● **What this task involves**
Write out only the tail of the records, beginning at the line containing "query: the noun phrase to segment: large" and including the last line, exactly as written.

━━━━━━━━━━━━━━━━━━━━━━━━━━━━━━

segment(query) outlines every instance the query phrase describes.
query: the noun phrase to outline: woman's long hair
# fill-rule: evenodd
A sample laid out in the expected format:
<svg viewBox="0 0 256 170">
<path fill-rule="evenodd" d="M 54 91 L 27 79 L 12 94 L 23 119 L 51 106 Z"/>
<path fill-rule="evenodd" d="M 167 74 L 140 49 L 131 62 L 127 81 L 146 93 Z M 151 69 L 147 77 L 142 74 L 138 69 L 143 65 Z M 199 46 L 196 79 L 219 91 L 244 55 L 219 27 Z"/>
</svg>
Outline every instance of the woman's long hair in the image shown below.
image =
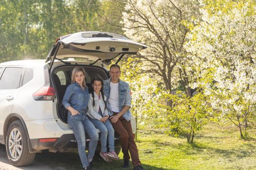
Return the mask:
<svg viewBox="0 0 256 170">
<path fill-rule="evenodd" d="M 104 99 L 104 93 L 103 92 L 103 86 L 104 85 L 103 83 L 103 80 L 102 79 L 99 77 L 95 77 L 94 79 L 93 79 L 93 80 L 92 81 L 92 82 L 91 82 L 92 86 L 93 85 L 93 84 L 94 84 L 94 82 L 96 81 L 98 81 L 101 83 L 102 86 L 101 86 L 101 88 L 100 88 L 100 93 L 101 93 L 101 96 L 102 96 L 102 99 L 105 103 L 105 108 L 106 108 L 107 107 L 107 102 L 106 102 L 106 101 L 105 101 L 105 100 Z M 92 95 L 93 96 L 93 106 L 94 106 L 94 105 L 95 105 L 95 102 L 94 101 L 94 90 L 92 93 Z M 103 111 L 102 111 L 102 112 Z"/>
<path fill-rule="evenodd" d="M 74 83 L 76 82 L 76 75 L 79 71 L 82 71 L 84 75 L 84 79 L 83 81 L 83 85 L 86 86 L 86 82 L 85 81 L 85 70 L 84 68 L 81 67 L 76 67 L 72 70 L 72 74 L 71 75 L 71 83 Z"/>
</svg>

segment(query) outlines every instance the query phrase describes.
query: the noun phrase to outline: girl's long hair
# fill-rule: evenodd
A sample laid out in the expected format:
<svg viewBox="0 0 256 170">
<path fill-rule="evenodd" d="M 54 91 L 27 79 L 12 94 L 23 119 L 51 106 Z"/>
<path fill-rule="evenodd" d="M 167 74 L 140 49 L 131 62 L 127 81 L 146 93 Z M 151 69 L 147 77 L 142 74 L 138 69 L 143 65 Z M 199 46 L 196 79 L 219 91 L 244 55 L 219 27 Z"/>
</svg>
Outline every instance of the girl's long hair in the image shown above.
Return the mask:
<svg viewBox="0 0 256 170">
<path fill-rule="evenodd" d="M 98 81 L 101 83 L 101 85 L 102 86 L 101 86 L 101 88 L 100 88 L 100 93 L 101 93 L 101 96 L 102 96 L 102 99 L 103 99 L 103 101 L 104 101 L 104 103 L 105 103 L 105 108 L 106 108 L 107 107 L 107 102 L 106 102 L 106 101 L 105 101 L 105 100 L 104 99 L 104 92 L 103 92 L 103 86 L 104 85 L 103 83 L 103 80 L 102 79 L 99 77 L 95 77 L 94 79 L 93 79 L 93 80 L 92 81 L 92 82 L 91 82 L 92 86 L 93 85 L 94 82 L 96 81 Z M 94 105 L 95 105 L 95 102 L 94 101 L 94 90 L 92 92 L 92 95 L 93 96 L 93 106 L 94 106 Z M 102 112 L 103 111 L 102 111 Z"/>
<path fill-rule="evenodd" d="M 83 85 L 86 86 L 86 82 L 85 81 L 85 70 L 84 68 L 81 67 L 76 67 L 72 70 L 72 74 L 71 75 L 71 83 L 74 83 L 76 82 L 76 75 L 79 71 L 82 71 L 84 75 L 84 79 L 83 81 Z"/>
</svg>

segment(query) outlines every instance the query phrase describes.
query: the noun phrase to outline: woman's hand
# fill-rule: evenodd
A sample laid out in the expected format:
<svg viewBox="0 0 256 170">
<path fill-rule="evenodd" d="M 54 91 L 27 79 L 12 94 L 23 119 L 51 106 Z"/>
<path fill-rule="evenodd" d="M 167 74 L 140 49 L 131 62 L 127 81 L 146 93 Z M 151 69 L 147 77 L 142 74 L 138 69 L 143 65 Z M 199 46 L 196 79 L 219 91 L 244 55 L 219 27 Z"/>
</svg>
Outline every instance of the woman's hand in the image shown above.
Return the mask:
<svg viewBox="0 0 256 170">
<path fill-rule="evenodd" d="M 120 116 L 118 114 L 112 116 L 109 118 L 109 119 L 110 120 L 110 121 L 111 121 L 112 123 L 116 123 L 117 121 L 118 121 L 118 119 L 120 118 Z"/>
<path fill-rule="evenodd" d="M 71 113 L 71 115 L 72 115 L 72 116 L 75 116 L 75 115 L 77 115 L 77 114 L 79 114 L 80 113 L 79 113 L 79 111 L 77 111 L 77 110 L 73 108 L 72 107 L 69 108 L 69 109 L 68 109 L 70 112 Z"/>
<path fill-rule="evenodd" d="M 102 117 L 101 119 L 100 119 L 100 120 L 99 120 L 102 123 L 105 123 L 106 122 L 106 120 L 105 120 L 104 117 Z"/>
</svg>

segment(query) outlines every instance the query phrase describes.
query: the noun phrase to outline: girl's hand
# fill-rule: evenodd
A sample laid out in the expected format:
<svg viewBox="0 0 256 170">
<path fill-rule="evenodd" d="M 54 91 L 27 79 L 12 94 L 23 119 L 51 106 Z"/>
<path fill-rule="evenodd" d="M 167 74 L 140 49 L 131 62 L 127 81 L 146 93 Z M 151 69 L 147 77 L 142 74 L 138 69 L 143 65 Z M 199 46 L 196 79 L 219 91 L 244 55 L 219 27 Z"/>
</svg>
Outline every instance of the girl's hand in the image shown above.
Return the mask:
<svg viewBox="0 0 256 170">
<path fill-rule="evenodd" d="M 104 119 L 104 117 L 102 117 L 101 119 L 100 119 L 100 120 L 99 120 L 102 123 L 105 123 L 106 122 L 106 120 L 105 120 L 105 119 Z"/>
<path fill-rule="evenodd" d="M 72 116 L 75 116 L 80 114 L 78 111 L 74 109 L 71 109 L 71 110 L 70 110 L 70 112 L 71 112 L 71 115 L 72 115 Z"/>
<path fill-rule="evenodd" d="M 104 119 L 105 120 L 105 121 L 107 121 L 107 120 L 108 119 L 108 116 L 105 116 L 104 117 Z"/>
</svg>

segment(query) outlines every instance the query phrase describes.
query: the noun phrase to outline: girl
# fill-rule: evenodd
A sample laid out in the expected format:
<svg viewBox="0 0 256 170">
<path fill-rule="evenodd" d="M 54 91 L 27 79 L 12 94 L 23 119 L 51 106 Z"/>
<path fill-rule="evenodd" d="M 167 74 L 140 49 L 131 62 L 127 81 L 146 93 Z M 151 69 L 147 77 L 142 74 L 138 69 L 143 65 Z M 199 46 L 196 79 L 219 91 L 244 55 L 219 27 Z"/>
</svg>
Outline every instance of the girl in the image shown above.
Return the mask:
<svg viewBox="0 0 256 170">
<path fill-rule="evenodd" d="M 85 78 L 85 71 L 83 68 L 78 67 L 73 69 L 71 84 L 67 87 L 62 104 L 68 110 L 68 124 L 74 132 L 83 167 L 89 170 L 93 169 L 91 162 L 97 146 L 98 134 L 86 116 L 86 109 L 90 96 Z M 88 159 L 85 153 L 85 133 L 90 138 Z"/>
<path fill-rule="evenodd" d="M 90 120 L 95 127 L 99 129 L 100 134 L 101 152 L 99 154 L 104 160 L 111 162 L 119 159 L 115 152 L 115 131 L 109 120 L 108 111 L 105 100 L 107 97 L 103 92 L 103 80 L 95 78 L 92 81 L 94 92 L 90 95 L 88 114 Z M 109 152 L 107 152 L 107 138 L 108 139 Z"/>
</svg>

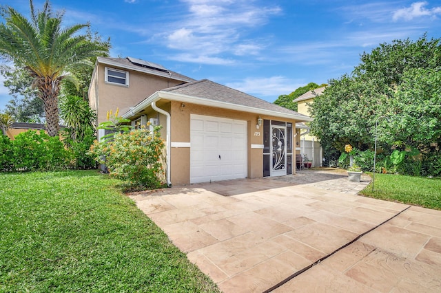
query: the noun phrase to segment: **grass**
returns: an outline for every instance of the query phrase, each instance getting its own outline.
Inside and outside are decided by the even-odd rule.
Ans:
[[[96,171],[0,174],[0,292],[218,292]]]
[[[393,174],[376,174],[360,193],[370,197],[441,210],[441,180]]]

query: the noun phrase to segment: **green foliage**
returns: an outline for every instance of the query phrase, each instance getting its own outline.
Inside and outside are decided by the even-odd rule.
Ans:
[[[0,113],[0,130],[2,134],[6,135],[6,131],[12,123],[14,123],[14,119],[10,114]]]
[[[98,56],[103,57],[108,57],[110,56],[109,51],[112,47],[110,38],[107,40],[103,40],[101,36],[96,32],[92,32],[90,28],[87,28],[85,37],[87,41],[103,48],[101,53],[97,54],[96,56],[89,59],[91,63],[95,64]],[[77,96],[87,101],[88,91],[89,91],[89,85],[93,70],[92,67],[71,70],[70,73],[76,77],[77,83],[74,83],[70,80],[65,80],[62,85],[61,94],[63,96]]]
[[[441,210],[440,179],[379,173],[375,175],[373,193],[370,184],[360,194],[380,199]]]
[[[0,171],[12,170],[12,149],[11,140],[0,133]]]
[[[107,131],[107,132],[109,132],[108,134],[100,138],[101,140],[112,140],[114,136],[116,133],[127,132],[132,129],[132,126],[127,124],[127,123],[130,122],[130,120],[125,119],[121,116],[119,116],[119,109],[116,109],[116,111],[114,114],[112,112],[112,110],[107,111],[107,120],[100,123],[98,126],[98,129],[104,129],[104,131]]]
[[[432,146],[441,145],[440,39],[428,40],[424,35],[416,42],[381,44],[364,53],[361,61],[352,76],[331,80],[324,94],[314,99],[312,134],[340,151],[347,144],[364,151],[373,149],[378,124],[378,150],[385,155],[397,141],[418,149],[423,160],[424,154],[440,151]],[[396,155],[393,160],[399,159]],[[433,171],[424,161],[402,162],[408,167],[400,169],[390,158],[383,167],[413,170],[411,173]]]
[[[6,112],[20,122],[44,122],[44,106],[38,96],[38,90],[32,87],[32,78],[21,67],[9,68],[2,72],[3,83],[12,98],[6,104]]]
[[[15,136],[14,140],[5,136],[0,142],[3,149],[3,171],[30,171],[66,169],[70,166],[70,153],[59,137],[30,130]]]
[[[372,171],[373,169],[373,151],[367,149],[358,151],[357,155],[353,158],[353,162],[360,166],[364,171]]]
[[[441,152],[429,152],[422,155],[422,175],[441,177]]]
[[[119,132],[112,139],[96,142],[91,153],[105,164],[111,175],[130,188],[156,188],[164,182],[164,141],[159,129],[145,129]]]
[[[318,89],[319,87],[322,87],[326,85],[327,85],[322,84],[320,85],[318,85],[314,83],[309,83],[304,87],[298,87],[289,95],[279,96],[277,100],[274,101],[274,104],[278,105],[279,106],[282,106],[285,108],[289,109],[293,111],[297,111],[297,103],[293,102],[293,100],[298,98],[307,91]]]
[[[54,13],[48,0],[41,10],[34,9],[32,0],[30,6],[30,19],[12,7],[2,8],[5,21],[0,23],[0,56],[29,72],[43,102],[48,133],[56,136],[61,82],[73,78],[68,72],[92,66],[90,58],[107,48],[80,34],[89,24],[63,25],[63,12]]]
[[[81,140],[63,140],[72,155],[72,166],[75,169],[91,169],[96,167],[95,158],[90,153],[90,146],[95,140],[95,134],[93,132],[86,133]]]
[[[0,292],[218,292],[118,180],[68,171],[0,182]]]
[[[394,165],[398,165],[404,160],[404,157],[406,157],[406,152],[404,151],[400,151],[396,149],[391,153],[391,162]]]

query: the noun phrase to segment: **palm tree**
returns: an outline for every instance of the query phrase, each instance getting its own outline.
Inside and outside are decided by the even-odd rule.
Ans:
[[[30,4],[30,20],[10,6],[2,8],[6,23],[0,24],[0,56],[24,67],[34,78],[32,85],[44,104],[48,134],[55,136],[59,131],[61,81],[74,80],[69,71],[91,66],[88,58],[106,48],[79,34],[89,24],[62,27],[63,12],[54,14],[49,0],[37,13],[32,0]]]

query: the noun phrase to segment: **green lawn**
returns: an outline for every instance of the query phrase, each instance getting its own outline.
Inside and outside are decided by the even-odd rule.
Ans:
[[[0,292],[218,292],[117,183],[0,174]]]
[[[360,193],[371,197],[441,210],[441,180],[393,174],[376,174]]]

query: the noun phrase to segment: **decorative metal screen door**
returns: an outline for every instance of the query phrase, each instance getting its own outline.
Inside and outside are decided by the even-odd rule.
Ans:
[[[286,127],[271,126],[271,153],[272,165],[271,176],[287,175],[287,144],[285,140]]]

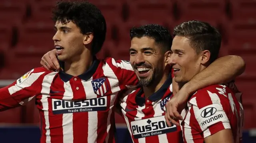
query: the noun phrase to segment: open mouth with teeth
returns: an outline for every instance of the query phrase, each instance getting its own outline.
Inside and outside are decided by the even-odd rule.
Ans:
[[[57,50],[57,52],[59,52],[64,49],[64,48],[61,46],[55,46],[55,49]]]
[[[180,69],[176,68],[173,68],[173,71],[175,72],[176,72],[177,71],[180,71]]]
[[[150,71],[151,69],[148,68],[138,68],[137,70],[140,74],[146,74]]]

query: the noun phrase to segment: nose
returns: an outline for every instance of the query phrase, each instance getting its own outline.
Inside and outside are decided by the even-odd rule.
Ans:
[[[58,31],[57,31],[55,33],[55,34],[54,35],[54,36],[53,36],[53,37],[52,37],[52,40],[54,42],[60,41],[59,35],[59,33],[58,32]]]
[[[142,53],[138,53],[137,54],[135,63],[137,65],[140,65],[145,63],[144,56]]]

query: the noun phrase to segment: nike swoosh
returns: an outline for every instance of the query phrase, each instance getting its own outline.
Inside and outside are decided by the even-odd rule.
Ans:
[[[54,93],[63,93],[64,92],[63,91],[53,91],[52,90],[50,90],[50,94],[54,94]]]

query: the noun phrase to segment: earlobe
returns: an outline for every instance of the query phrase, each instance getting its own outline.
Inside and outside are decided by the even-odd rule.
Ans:
[[[84,44],[87,45],[92,42],[93,39],[92,33],[89,33],[87,34],[84,36]]]
[[[165,63],[168,64],[169,61],[171,59],[171,56],[172,55],[172,52],[170,51],[168,51],[165,53],[164,54],[165,57]]]
[[[201,63],[202,64],[206,64],[209,60],[211,53],[208,50],[204,51],[202,53],[202,58]]]

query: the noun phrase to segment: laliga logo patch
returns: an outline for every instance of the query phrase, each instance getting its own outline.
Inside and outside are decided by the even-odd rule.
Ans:
[[[20,78],[18,79],[16,81],[17,84],[22,84],[25,80],[28,78],[28,77],[30,76],[31,73],[34,71],[34,69],[32,70],[31,71],[29,71],[27,72],[26,74],[24,74],[23,76],[21,76]]]
[[[169,99],[170,99],[170,97],[171,95],[168,95],[161,102],[160,102],[160,107],[161,107],[161,109],[164,111],[165,112],[166,110],[165,108],[165,105],[167,103],[168,101],[169,101]]]

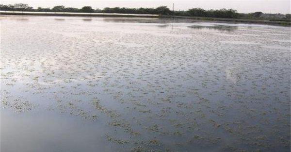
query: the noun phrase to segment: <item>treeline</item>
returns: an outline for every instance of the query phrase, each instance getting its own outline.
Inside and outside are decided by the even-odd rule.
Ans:
[[[190,9],[187,11],[170,10],[167,6],[161,6],[157,8],[129,8],[125,7],[106,7],[103,9],[94,9],[91,6],[84,6],[81,9],[73,7],[65,7],[63,5],[53,7],[52,8],[42,8],[34,9],[27,4],[18,3],[14,5],[0,4],[1,11],[33,11],[53,12],[81,12],[81,13],[103,13],[137,14],[158,14],[187,17],[219,17],[228,18],[245,18],[254,19],[269,19],[275,20],[291,20],[291,15],[281,14],[263,14],[261,12],[253,13],[238,13],[234,9],[222,9],[219,10],[206,10],[200,8]]]

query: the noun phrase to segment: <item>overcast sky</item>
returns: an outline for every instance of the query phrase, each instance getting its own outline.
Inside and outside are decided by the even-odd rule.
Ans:
[[[93,8],[102,9],[109,7],[130,8],[156,7],[165,5],[172,9],[175,3],[175,10],[186,10],[193,7],[205,9],[233,8],[239,13],[261,11],[265,13],[291,13],[291,0],[0,0],[3,4],[24,3],[34,8],[37,7],[52,8],[63,5],[65,7],[81,8],[91,6]]]

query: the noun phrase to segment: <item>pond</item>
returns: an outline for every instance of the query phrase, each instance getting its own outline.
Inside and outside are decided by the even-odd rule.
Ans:
[[[0,20],[1,152],[290,151],[289,27]]]

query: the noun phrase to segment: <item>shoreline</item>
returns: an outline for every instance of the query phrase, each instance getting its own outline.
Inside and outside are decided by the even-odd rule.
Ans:
[[[239,18],[224,18],[207,17],[183,17],[150,14],[131,14],[117,13],[87,13],[67,12],[16,12],[0,11],[0,15],[16,16],[69,16],[69,17],[128,17],[165,18],[184,18],[187,19],[211,21],[214,22],[231,22],[235,23],[259,24],[283,26],[291,26],[291,22],[271,21],[266,20],[254,20]]]

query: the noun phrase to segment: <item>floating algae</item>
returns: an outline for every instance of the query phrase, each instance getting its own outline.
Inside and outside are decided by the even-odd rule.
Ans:
[[[290,28],[15,17],[1,20],[1,114],[17,113],[3,151],[290,150]]]

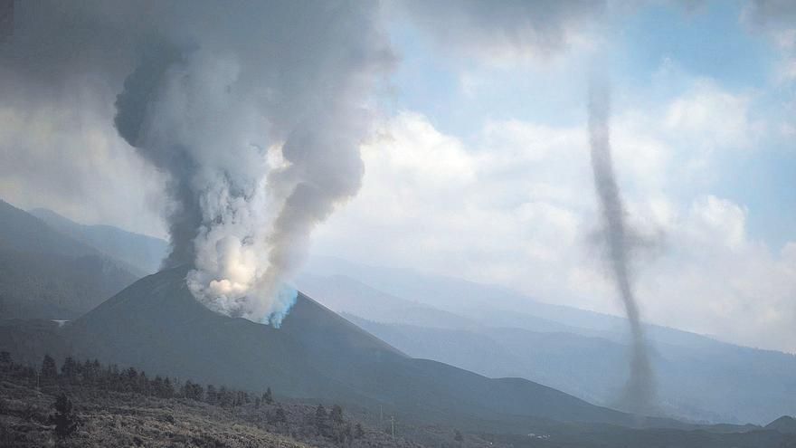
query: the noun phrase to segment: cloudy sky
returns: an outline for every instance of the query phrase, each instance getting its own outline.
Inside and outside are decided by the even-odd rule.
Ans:
[[[406,0],[379,21],[396,60],[362,187],[313,253],[621,314],[589,165],[600,70],[643,318],[796,352],[792,2]],[[166,236],[164,175],[113,127],[121,86],[14,76],[0,67],[0,196]]]

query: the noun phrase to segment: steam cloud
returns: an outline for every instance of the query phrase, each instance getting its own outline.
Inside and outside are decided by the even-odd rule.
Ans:
[[[193,264],[209,308],[279,325],[310,234],[361,184],[368,102],[394,60],[378,6],[18,2],[0,65],[20,85],[115,90],[109,119],[167,177],[165,267]]]
[[[655,385],[644,329],[631,285],[629,265],[630,235],[624,220],[624,208],[611,156],[611,91],[607,81],[597,76],[592,76],[589,81],[588,109],[594,187],[602,212],[611,269],[630,321],[632,338],[630,375],[621,401],[628,410],[640,414],[653,409]]]

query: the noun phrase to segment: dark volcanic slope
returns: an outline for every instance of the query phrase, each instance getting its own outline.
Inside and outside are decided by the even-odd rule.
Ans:
[[[146,277],[66,326],[75,354],[298,397],[383,404],[429,422],[635,423],[530,381],[409,358],[304,295],[279,329],[216,314],[187,291],[186,272]]]

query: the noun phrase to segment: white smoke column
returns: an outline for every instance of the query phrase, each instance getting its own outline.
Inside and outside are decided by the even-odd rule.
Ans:
[[[630,325],[630,372],[621,400],[628,410],[653,410],[655,385],[639,306],[633,295],[629,266],[630,233],[611,156],[611,91],[607,81],[592,75],[589,81],[589,141],[594,186],[602,212],[611,270]]]
[[[360,187],[369,92],[393,62],[377,5],[174,5],[179,33],[142,43],[116,127],[168,175],[165,265],[193,264],[207,307],[279,326],[313,229]]]

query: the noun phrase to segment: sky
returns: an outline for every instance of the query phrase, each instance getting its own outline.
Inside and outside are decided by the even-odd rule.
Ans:
[[[396,0],[378,15],[394,62],[369,98],[362,185],[312,254],[621,315],[589,165],[601,71],[642,319],[796,352],[793,3]],[[0,196],[166,237],[166,175],[114,129],[121,86],[77,71],[27,91],[13,74]]]

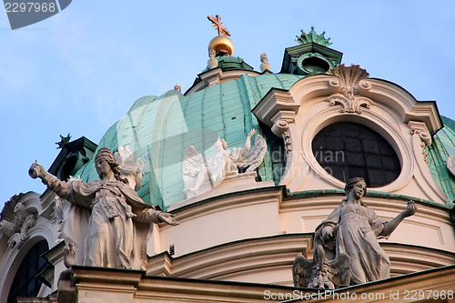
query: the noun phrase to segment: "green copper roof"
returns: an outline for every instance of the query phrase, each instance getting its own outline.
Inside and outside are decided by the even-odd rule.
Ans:
[[[289,89],[300,78],[286,74],[243,75],[187,96],[172,90],[159,97],[140,98],[107,130],[98,148],[116,151],[118,146],[129,145],[135,158],[145,163],[138,195],[146,203],[167,209],[185,198],[182,160],[189,146],[209,156],[209,147],[219,136],[230,147],[243,146],[247,134],[258,126],[251,108],[271,87]],[[93,159],[78,175],[84,181],[98,179]],[[263,180],[273,179],[269,155],[259,175]]]
[[[300,35],[300,36],[298,35],[296,35],[297,39],[296,41],[298,42],[299,44],[301,45],[304,45],[304,44],[307,44],[307,43],[311,43],[311,42],[315,42],[318,45],[324,45],[324,46],[329,46],[332,43],[329,42],[329,40],[330,40],[330,38],[327,38],[324,36],[324,35],[326,34],[326,32],[322,32],[321,35],[318,35],[316,34],[316,32],[314,31],[314,26],[311,26],[311,30],[306,34],[303,29],[300,30],[300,32],[302,33]]]
[[[447,169],[447,157],[455,155],[455,121],[441,116],[444,127],[433,136],[432,144],[427,147],[429,168],[438,186],[450,201],[455,199],[455,177]]]

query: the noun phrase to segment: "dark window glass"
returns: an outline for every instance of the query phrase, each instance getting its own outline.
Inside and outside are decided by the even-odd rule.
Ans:
[[[339,122],[323,128],[312,142],[313,155],[324,169],[340,181],[361,177],[369,187],[394,181],[401,172],[393,147],[374,130]]]
[[[9,290],[7,303],[15,302],[17,297],[35,298],[38,295],[41,281],[36,278],[36,275],[46,267],[46,260],[40,256],[47,250],[47,242],[42,240],[28,251],[15,273]]]

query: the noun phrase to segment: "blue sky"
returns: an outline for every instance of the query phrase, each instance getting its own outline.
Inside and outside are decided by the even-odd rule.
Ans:
[[[46,187],[27,175],[46,169],[59,135],[98,143],[139,97],[180,85],[207,66],[207,21],[218,14],[235,56],[259,69],[266,53],[279,72],[300,29],[326,31],[329,47],[371,77],[395,82],[418,100],[436,100],[455,119],[453,1],[78,1],[12,31],[0,12],[0,207],[15,194]]]

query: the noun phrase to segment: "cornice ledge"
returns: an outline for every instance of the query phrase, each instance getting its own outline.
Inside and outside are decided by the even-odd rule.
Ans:
[[[272,128],[275,135],[281,136],[288,124],[294,122],[300,104],[296,102],[288,90],[271,88],[252,109],[258,120]]]

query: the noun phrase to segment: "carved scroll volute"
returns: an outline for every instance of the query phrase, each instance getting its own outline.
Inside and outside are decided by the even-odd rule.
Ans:
[[[285,144],[286,154],[288,155],[292,151],[292,141],[289,132],[289,124],[295,123],[294,119],[279,119],[272,126],[272,132],[283,138]]]
[[[347,67],[339,65],[336,68],[329,71],[329,75],[336,76],[336,78],[330,79],[329,85],[331,87],[338,88],[339,92],[327,97],[327,101],[331,106],[341,105],[342,113],[356,113],[360,115],[362,107],[371,108],[373,101],[368,97],[359,96],[361,90],[369,90],[371,84],[365,80],[369,78],[369,74],[359,66],[351,65]]]

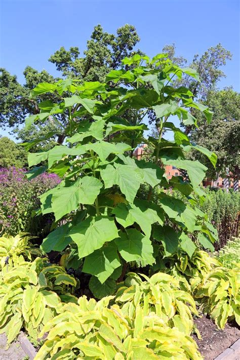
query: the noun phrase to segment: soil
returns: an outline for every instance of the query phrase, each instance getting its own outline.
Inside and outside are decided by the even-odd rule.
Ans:
[[[199,340],[195,335],[193,337],[205,360],[213,360],[240,338],[240,328],[236,323],[227,323],[223,330],[219,330],[205,315],[194,323],[203,339]]]
[[[0,360],[23,360],[26,354],[18,341],[12,343],[8,350],[5,350],[7,337],[5,334],[0,335]]]

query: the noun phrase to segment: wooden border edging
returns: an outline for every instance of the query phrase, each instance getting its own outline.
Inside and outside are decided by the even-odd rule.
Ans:
[[[18,340],[26,355],[29,356],[30,360],[33,360],[36,355],[36,351],[32,344],[22,331],[20,332]]]
[[[235,341],[214,360],[239,360],[240,359],[240,339]]]

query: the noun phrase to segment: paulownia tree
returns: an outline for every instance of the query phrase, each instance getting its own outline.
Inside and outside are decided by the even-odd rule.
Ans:
[[[126,65],[131,69],[125,70]],[[29,166],[35,167],[28,176],[45,171],[46,167],[35,166],[47,162],[47,171],[62,178],[56,187],[41,196],[40,211],[53,213],[55,218],[42,248],[46,253],[69,249],[71,267],[91,274],[90,288],[99,298],[114,291],[116,280],[123,278],[133,262],[142,267],[154,264],[157,269],[163,249],[165,256],[180,250],[191,257],[197,243],[211,249],[217,236],[195,206],[195,194],[197,198],[204,196],[199,185],[207,168],[198,161],[186,159],[185,153],[194,148],[214,166],[216,156],[191,145],[187,136],[169,121],[171,114],[177,115],[185,125],[196,126],[189,111],[192,107],[211,121],[211,111],[194,102],[190,91],[173,86],[175,76],[181,79],[187,74],[199,81],[197,73],[174,64],[165,54],[152,59],[137,54],[125,58],[122,66],[111,71],[104,83],[79,84],[67,79],[38,84],[33,98],[49,94],[57,101],[40,103],[41,112],[26,119],[27,126],[39,118],[49,122],[50,116],[58,123],[56,114],[66,114],[65,143],[29,153]],[[143,135],[147,127],[142,121],[149,110],[158,119],[156,139]],[[135,114],[131,122],[128,111]],[[165,129],[173,132],[173,141],[164,138]],[[24,146],[29,149],[41,141]],[[133,150],[140,143],[154,147],[153,163],[134,158]],[[188,181],[179,176],[167,180],[164,176],[167,165],[186,171]],[[149,187],[146,198],[139,195],[143,184]],[[188,202],[161,191],[156,205],[151,195],[156,186],[178,189]],[[167,219],[179,230],[166,225]]]

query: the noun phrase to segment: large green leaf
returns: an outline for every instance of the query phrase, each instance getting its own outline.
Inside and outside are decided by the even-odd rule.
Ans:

━━━━━━━━━━━━━━━━━━━━━━━━━━━━━━

● **Correct result**
query: the noun phrase to segment: large green leaf
returns: an outline for every instance of the query phrase, each instance getting its own outline.
Inside and outside are decided by the even-odd rule.
Ans:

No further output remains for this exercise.